Directions -
Reproduce word for word the portion of the car search passage starting with "The fact that" and going on through "of the vehicle.".

My nephew had his Mustang searched at high school because an officer "smelled marijuana". Problem is, the drug dog refused to alert. They walked him up and down the car until he had totally trashed the paint on an almost-new Mustang, then got my nephew out of class and demanded that he open up the car. At that point, the drug dog proceeded to trash the interior of the car - and yet never alerted. (Honestly, is it that freakin' difficult to clip a dog's toenails before letting him/encouraging him to climb all over someone's property?) Neither did a manual search uncover any contraband. Finally the cop admitted that he had not smelled marijuana at all, he had gotten "an anonymous tip" about a kid dealing drugs and had simply identified the wrong car. Yet it's a high school - how many cars in the parking lot would be totally free of marijuana? Probably three times out of four, that cop would have been vindicated. Even me; while I never smoked weed, or allowed anyone else to smoke weed in my car, I damned sure sometimes had passengers who were heavy users.


But that's completely different. If the officer "smelled marijuana" there was no need to have the dog run around the car.

If a dog runs around a car and doesn't alert, that should be it. Also, the dog should not have been jumping on the car or scratching it if it was just going around it and never alerts on the car. That seems like a handler that doesn't know what he's doing and a cop that doesn't know what he's doing.

The fact that he admitted that he did not smell anything and that it was an anonymous tip with no further information, could actually be enough for you to sue the department. For all purposes, that was an illegal search of the vehicle.

I would say that this is not a case where an officer is saying he smelled marijuana and then you can't prove he did or did not. In this case, the officer admits that he never smelled marijuana.

Data section -
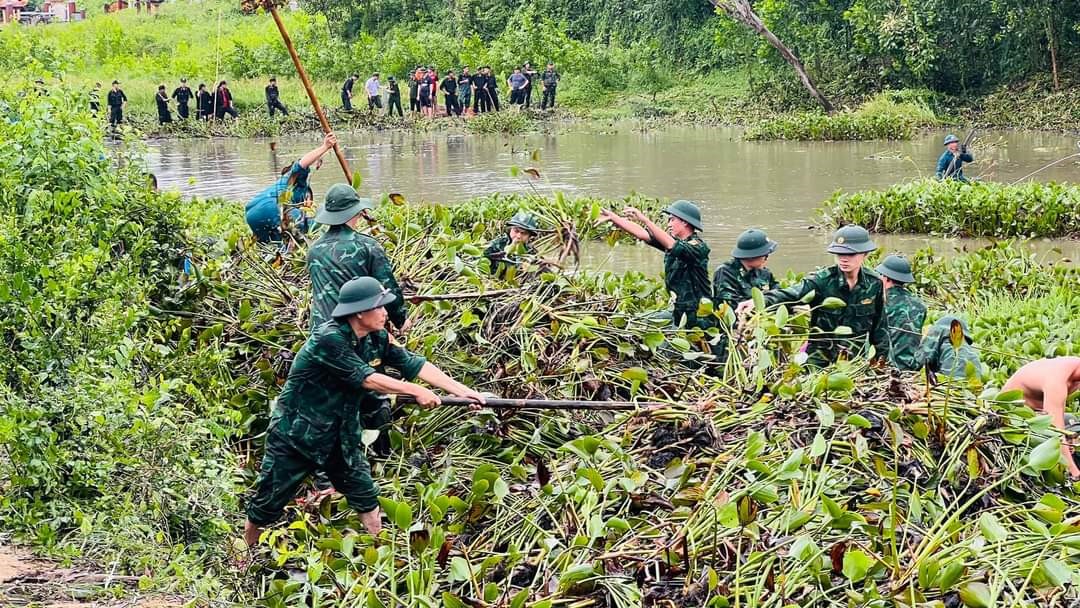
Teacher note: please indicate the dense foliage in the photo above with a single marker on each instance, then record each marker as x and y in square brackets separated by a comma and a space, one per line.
[657, 57]
[979, 208]
[881, 118]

Task result -
The fact that he admitted that he did not smell anything and that it was an anonymous tip with no further information, could actually be enough for you to sue the department. For all purposes, that was an illegal search of the vehicle.